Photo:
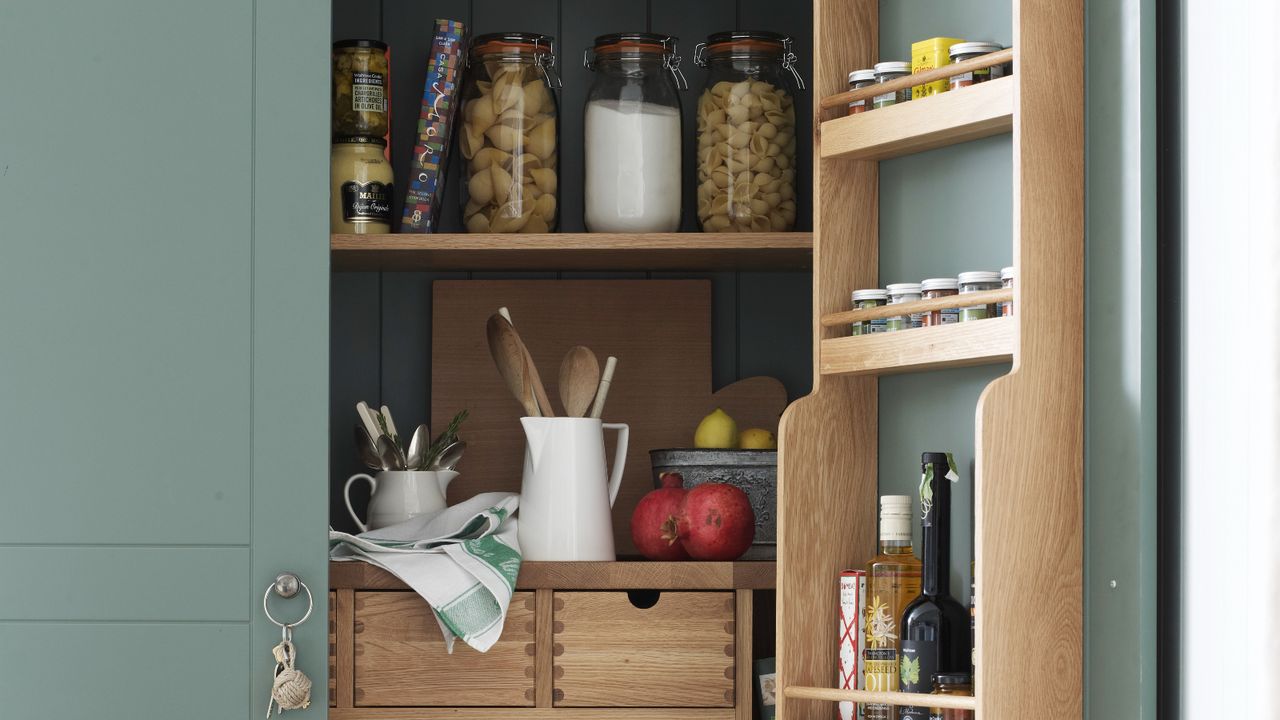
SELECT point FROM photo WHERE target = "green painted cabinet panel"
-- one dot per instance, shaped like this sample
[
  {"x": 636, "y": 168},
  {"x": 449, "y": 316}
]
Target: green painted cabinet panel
[
  {"x": 124, "y": 583},
  {"x": 124, "y": 671},
  {"x": 164, "y": 283},
  {"x": 124, "y": 270}
]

=======

- [TASK DETAILS]: From the line containing "SELECT point FROM" to the final line of the entries, print every line exactly and nothing else.

- [RESULT OF THIS EXERCISE]:
SELECT point FROM photo WHERE target = "green painted cabinet panel"
-- one dot per instance, shaped like this sample
[
  {"x": 636, "y": 168},
  {"x": 449, "y": 316}
]
Target: green painted cabinet panel
[
  {"x": 124, "y": 583},
  {"x": 124, "y": 671},
  {"x": 164, "y": 283},
  {"x": 124, "y": 270}
]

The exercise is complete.